What needs to be done
Would you output each record exactly as it stands?

*** Opening Data for processing ***

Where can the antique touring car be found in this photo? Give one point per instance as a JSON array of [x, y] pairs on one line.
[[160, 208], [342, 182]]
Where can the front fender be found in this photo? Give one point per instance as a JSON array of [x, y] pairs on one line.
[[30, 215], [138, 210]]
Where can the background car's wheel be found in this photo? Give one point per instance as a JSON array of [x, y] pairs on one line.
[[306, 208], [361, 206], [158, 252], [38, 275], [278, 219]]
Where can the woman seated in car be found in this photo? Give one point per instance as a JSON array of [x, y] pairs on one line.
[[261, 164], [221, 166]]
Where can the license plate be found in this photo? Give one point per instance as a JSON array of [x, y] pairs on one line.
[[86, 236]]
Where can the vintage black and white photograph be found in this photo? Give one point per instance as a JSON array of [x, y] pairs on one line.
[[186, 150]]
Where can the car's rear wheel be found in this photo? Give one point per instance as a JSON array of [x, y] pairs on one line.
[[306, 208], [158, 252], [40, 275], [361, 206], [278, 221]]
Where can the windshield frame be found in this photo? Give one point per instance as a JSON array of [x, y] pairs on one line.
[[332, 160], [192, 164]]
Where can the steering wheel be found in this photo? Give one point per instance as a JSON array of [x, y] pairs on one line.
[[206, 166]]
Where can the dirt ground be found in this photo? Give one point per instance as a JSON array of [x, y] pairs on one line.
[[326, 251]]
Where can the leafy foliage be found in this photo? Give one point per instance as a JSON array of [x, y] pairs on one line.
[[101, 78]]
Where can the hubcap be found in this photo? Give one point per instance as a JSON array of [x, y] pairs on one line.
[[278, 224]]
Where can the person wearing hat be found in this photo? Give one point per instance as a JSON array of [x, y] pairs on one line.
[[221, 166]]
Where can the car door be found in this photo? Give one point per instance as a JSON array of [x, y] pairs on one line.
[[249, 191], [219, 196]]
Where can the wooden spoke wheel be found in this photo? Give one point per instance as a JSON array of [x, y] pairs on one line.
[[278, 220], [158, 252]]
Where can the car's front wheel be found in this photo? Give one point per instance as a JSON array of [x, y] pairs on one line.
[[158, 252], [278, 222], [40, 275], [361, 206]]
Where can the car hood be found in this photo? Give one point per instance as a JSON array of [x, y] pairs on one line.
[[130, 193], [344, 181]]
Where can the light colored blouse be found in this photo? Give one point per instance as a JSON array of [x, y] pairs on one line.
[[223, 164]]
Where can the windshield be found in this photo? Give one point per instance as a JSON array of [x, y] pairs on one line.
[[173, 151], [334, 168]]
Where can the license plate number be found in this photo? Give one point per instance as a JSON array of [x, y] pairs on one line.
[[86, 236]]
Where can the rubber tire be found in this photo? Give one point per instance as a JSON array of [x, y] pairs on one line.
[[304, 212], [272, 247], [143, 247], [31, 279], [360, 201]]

*** Closing Data for processing ***

Task result
Where can the antique touring car be found in this photo? Give one point per instance as a JSON array of [x, y] pairs on one line.
[[160, 208], [342, 182]]
Where can the front fender be found in this photo? Give one point per instance as a JSON array of [x, y] pairs on one line.
[[30, 215], [138, 210]]
Where can the background car's wheel be found in this photo? Give one point per instance as a JSON array of [x, y] pairs on one line.
[[306, 208], [361, 206], [158, 252], [38, 275], [278, 219]]
Where can the woman seated in car be found in this photo? Give one point per instance as a JSON array of [x, y] pairs on one line.
[[261, 164], [221, 166]]
Where can the license plate be found in this photo? Give one point per instance as a JSON array of [x, y] pairs on one line.
[[86, 236]]
Where can the vintage black and white photograph be found in this photo? Give one point per instance as a JSON array of [x, y] pairs on one line.
[[186, 150]]
Where can the car's rear wheel be found in this photo? Give one point per instance as a JSON array of [x, y] pairs on one line.
[[306, 208], [158, 252], [40, 275], [361, 206], [278, 221]]
Where can the windshield frame be found in this photo? Give one point per instance as a JSON array of [x, y] pairs on one line.
[[332, 160], [192, 164]]
Where can the steering wheel be found in this photo? Give one point per instance as a JSON array of [x, y] pairs on one line.
[[206, 166]]
Where can the dirt ground be found in this photo? Give one point per instance as a JSON array of [x, y] pairs on one line.
[[326, 251]]
Where can the leafy foliage be found in this photo? Give one point per instance as a JSON array of [x, y] pairs on one line.
[[101, 78]]
Where can the hubcap be found in this photo? Give one point per instance as a JSON array of [x, y] pairs on one line.
[[278, 224]]
Where can the person wearing hat be found in this photo? Give one point per instance as a JSON array of [x, y] pairs on one line.
[[221, 166]]
Where can the car door be found in this photo? Give one point per instance as a JSON array of [x, y] pairs on one line.
[[249, 191], [219, 196]]
Where can the wooden spoke wheel be found in this photo? Give one point per instance as a JSON array of [x, y] pairs on one line.
[[278, 220], [158, 252]]
Where can the car's front wheel be found in this photo? Give one point per instance as a JSON array of [x, y] pairs on one line.
[[158, 252], [278, 222], [40, 275], [361, 206]]
Where can the car hood be found in this photo? Give one point per instance as a JSON array of [x, y] pairs on one line.
[[130, 193], [344, 181]]
Where can the light colored blouse be found in this photo? Give one point per instance as a JSON array of [x, y] pairs on one line.
[[223, 164]]
Where can the windshield be found in this photo? Give one point per instance as a JSON array of [x, y] pairs on one line.
[[173, 151], [334, 168]]
Where can the license plate number be found in this photo? Give one point per instance as a JSON array of [x, y] pairs on one line.
[[86, 236]]
Where can the rubber tire be found in this photo? Give one point per instance as a JSON array of [x, y] pairs on one line.
[[304, 212], [272, 247], [143, 247], [31, 279], [360, 201]]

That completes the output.